MATERIAL FOR THIS EXERCISE
**********

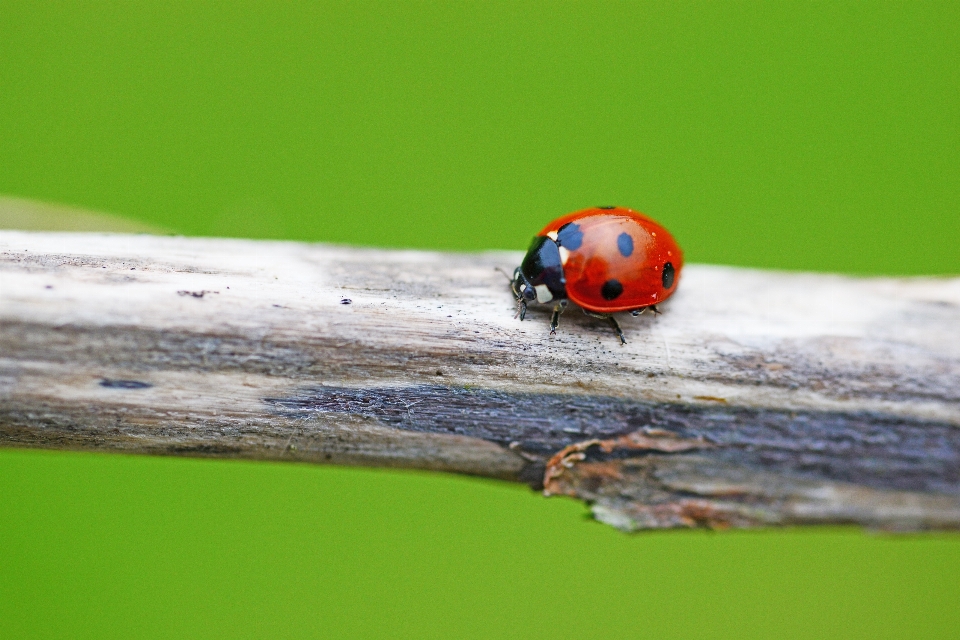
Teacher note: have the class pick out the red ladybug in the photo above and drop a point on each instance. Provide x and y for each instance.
(605, 260)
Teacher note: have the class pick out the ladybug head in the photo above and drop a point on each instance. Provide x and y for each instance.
(539, 278)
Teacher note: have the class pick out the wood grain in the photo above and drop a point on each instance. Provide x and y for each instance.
(757, 398)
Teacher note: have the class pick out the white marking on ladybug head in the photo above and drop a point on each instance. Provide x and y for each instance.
(543, 293)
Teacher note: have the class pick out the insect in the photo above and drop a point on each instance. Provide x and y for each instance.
(604, 260)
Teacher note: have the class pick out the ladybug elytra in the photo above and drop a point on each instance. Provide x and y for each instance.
(604, 260)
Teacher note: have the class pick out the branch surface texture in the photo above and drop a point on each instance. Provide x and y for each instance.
(757, 398)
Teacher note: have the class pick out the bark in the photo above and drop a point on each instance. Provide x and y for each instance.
(757, 398)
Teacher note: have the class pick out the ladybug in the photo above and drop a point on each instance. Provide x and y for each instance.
(604, 260)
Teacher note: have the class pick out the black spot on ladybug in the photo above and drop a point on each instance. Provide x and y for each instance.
(667, 276)
(625, 244)
(570, 236)
(611, 289)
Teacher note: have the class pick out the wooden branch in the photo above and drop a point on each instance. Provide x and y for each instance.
(757, 398)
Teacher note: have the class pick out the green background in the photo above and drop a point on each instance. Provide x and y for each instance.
(801, 136)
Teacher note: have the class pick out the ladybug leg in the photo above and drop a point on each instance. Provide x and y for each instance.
(555, 318)
(521, 309)
(613, 323)
(637, 312)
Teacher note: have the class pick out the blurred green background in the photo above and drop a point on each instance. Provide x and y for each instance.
(816, 136)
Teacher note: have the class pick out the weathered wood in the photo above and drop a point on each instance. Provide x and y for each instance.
(757, 398)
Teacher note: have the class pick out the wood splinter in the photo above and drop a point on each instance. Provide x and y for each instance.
(742, 404)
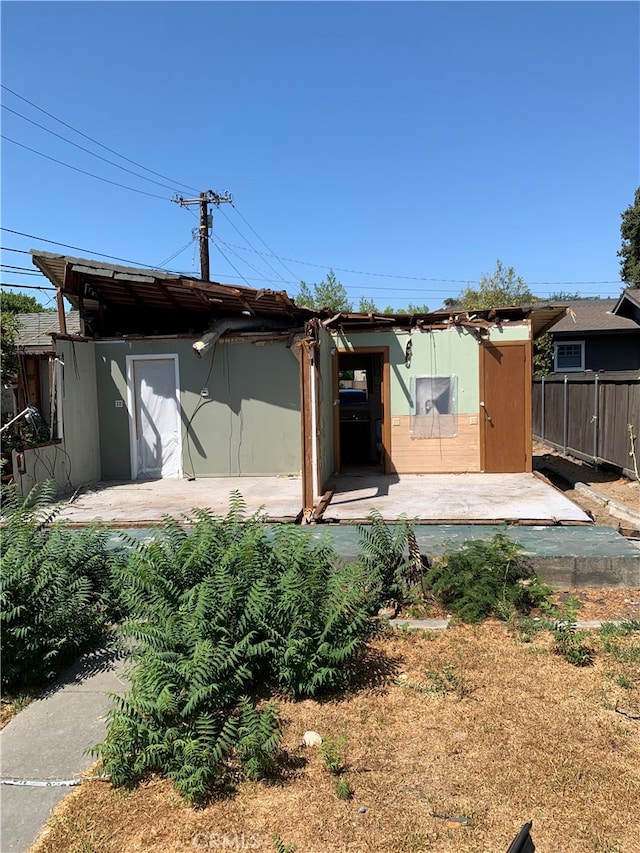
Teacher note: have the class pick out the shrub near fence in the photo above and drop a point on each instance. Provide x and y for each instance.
(587, 415)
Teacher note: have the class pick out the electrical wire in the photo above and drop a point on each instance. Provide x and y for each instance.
(176, 253)
(95, 141)
(251, 246)
(231, 264)
(82, 171)
(88, 150)
(255, 269)
(75, 248)
(22, 286)
(11, 269)
(260, 238)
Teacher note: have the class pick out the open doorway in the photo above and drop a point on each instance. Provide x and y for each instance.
(360, 388)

**********

EXERCISE DESCRIPTION
When a picture appears among the entries, skip it; transcribe everything else exactly.

EXERCISE SOLUTION
Teacher note: have the class pick out the red ladybug in the photo above and drop a point on each instance. Provide x and y for each instance.
(605, 260)
Teacher note: have the class pick out the ladybug head in the photo above and drop a point on each instance. Provide x and y for each instance.
(539, 278)
Teacher note: have the class pick out the wood grain in the photo above and drop a point on each instance. Provide x and y for each instance.
(757, 398)
Teacher note: have the class pick out the white marking on ladybug head in the photo above and drop a point on each instance. Provide x and y for each instance.
(543, 293)
Teacher note: have the class pick out the insect in the photo above and drop a point on each instance. Provide x and y for each instance.
(604, 260)
Teacher note: have the class pick out the ladybug elytra in the photo above and drop a point on each instance. Provide x and y for each instance.
(604, 260)
Teacher note: have the class pick out the branch surface texture in the photo above and drop a point on each instance. Provide x and y for each instance.
(757, 398)
Teacher note: have the class pick out the bark in the photo above and drop a point on each instance. Provide x and y for each instance.
(757, 398)
Teacher note: have the class pick out the ladybug in the photo above and drop a point on each instance. Provide x and y for each instance.
(604, 260)
Teacher note: have the class pick out the black spot on ladybug in the photo above and drop a point on each instance. Provide x and y for each instance.
(667, 276)
(625, 244)
(570, 236)
(611, 289)
Teacher note: have the class pick out the wooden branch in the photo above and drop a point on each instance. Provide x and y for each instance.
(757, 398)
Teacher note: have the class pick out the green background in the photo above and drop a point on each instance. Provide x and y for each instance.
(801, 136)
Teacher note: have the class pick out the ladybug leg in the photo above and drop a point on each instance. Provide x and y for each instance.
(555, 318)
(521, 309)
(613, 323)
(637, 312)
Teacher note: have the class pick out the blurred green background in the photo above and drop a point on each instance. Provide x and y for each instance.
(816, 136)
Teacher note: have the class pick out the weathered wood in the photo above and drop a point on each instance. Provide x and y for each instance.
(757, 398)
Teacher note: have the class pick out the wood splinter in the photo above and drop a point on each instance. Provide x and y for each instance.
(742, 404)
Teacher note: have the class pick out the shrub near fence in the photo above and drop a point on each instance. Provide x and y for each instance.
(587, 415)
Teacher note: have the class pick out the electrical wire in the photo above and drop a point on each instance. Provide x and y for each instance.
(176, 253)
(95, 141)
(251, 246)
(231, 264)
(82, 171)
(88, 150)
(255, 269)
(75, 248)
(22, 286)
(11, 269)
(260, 238)
Teacher note: have the class pick out the open doorway in the photo above and drop a point on each instance. Provide x and y for each instance.
(360, 388)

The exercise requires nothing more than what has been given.